==== Supplied data ====

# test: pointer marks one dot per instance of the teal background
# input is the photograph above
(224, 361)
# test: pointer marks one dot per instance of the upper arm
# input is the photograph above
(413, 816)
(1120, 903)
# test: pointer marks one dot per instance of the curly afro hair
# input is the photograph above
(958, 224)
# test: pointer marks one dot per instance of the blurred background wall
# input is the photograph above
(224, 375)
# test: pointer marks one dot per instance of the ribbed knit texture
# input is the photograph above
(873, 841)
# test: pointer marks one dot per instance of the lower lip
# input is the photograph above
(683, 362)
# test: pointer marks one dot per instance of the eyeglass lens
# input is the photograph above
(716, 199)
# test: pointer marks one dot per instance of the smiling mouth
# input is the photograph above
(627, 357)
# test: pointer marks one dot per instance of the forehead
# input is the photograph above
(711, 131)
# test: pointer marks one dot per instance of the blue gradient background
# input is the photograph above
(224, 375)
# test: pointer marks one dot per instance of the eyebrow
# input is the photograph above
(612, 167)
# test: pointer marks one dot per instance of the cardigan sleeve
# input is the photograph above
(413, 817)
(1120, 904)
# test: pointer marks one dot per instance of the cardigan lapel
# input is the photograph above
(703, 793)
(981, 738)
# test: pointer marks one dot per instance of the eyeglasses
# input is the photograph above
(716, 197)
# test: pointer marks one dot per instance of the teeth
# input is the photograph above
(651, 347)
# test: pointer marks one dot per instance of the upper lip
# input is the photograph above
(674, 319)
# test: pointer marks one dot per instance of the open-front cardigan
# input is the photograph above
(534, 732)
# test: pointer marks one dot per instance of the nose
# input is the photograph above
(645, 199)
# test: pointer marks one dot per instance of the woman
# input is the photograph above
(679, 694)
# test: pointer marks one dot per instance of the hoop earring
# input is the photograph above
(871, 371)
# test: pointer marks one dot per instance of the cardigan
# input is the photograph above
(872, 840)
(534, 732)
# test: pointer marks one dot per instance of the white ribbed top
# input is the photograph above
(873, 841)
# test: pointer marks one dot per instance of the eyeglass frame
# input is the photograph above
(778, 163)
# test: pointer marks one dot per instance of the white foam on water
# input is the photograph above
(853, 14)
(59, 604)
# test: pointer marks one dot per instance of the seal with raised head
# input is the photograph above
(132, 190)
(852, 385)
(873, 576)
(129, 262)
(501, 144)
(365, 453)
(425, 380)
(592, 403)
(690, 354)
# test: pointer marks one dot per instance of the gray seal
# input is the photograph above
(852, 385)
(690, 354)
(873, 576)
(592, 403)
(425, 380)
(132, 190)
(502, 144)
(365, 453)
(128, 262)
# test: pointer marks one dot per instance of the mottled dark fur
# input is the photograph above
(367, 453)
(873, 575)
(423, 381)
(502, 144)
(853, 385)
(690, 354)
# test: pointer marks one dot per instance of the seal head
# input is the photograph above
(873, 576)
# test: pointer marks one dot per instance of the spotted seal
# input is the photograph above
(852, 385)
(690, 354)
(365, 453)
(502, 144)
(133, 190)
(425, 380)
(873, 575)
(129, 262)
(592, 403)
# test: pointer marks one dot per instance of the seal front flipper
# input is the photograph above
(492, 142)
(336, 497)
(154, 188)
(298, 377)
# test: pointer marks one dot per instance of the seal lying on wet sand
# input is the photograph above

====

* [The task]: Copy the records again, requests included, from the line containing "white ribbed top" through the end of the records, both ends included. Raise every coordinate in the answer points by 143.

* [Task response]:
# test: pointer marks one dot per instance of the white ribbed top
# input is the photograph above
(1016, 984)
# test: pointer marks one dot per instance of the eyeglass frame
# input is the photograph above
(921, 306)
# test: pointer marks one dot per instance of the white foam on water
# input is the photograph above
(996, 157)
(202, 747)
# test: pointer marks one dot per instance of the seal with raised head
# input is the photograph above
(275, 333)
(995, 528)
(1016, 719)
(272, 405)
(644, 287)
(508, 596)
(568, 523)
(735, 546)
(833, 497)
# test: pointer marks one dot per instance of the gray seal
# input is the photograph above
(995, 528)
(833, 497)
(1016, 719)
(735, 546)
(568, 523)
(275, 333)
(645, 287)
(508, 596)
(271, 405)
# test: pointer marks one dot per instance of the mottled dark fur
# input is the photograph above
(510, 596)
(1016, 718)
(566, 524)
(645, 287)
(996, 528)
(833, 497)
# test: pointer marks one dot per instance of the seal head
# input is the photograph above
(1016, 719)
# test: pointer marks one dot per instance of the spotted seal
# input is the photograph above
(995, 528)
(833, 497)
(508, 596)
(645, 287)
(276, 333)
(568, 523)
(1016, 718)
(272, 405)
(735, 546)
# test: pointer marks one dot per instance of the seal front flipper
# input is the photograph above
(635, 285)
(479, 640)
(297, 331)
(441, 520)
# test: pointer marks one dot per instance of the seal lying on wet sand
# input is the photograph above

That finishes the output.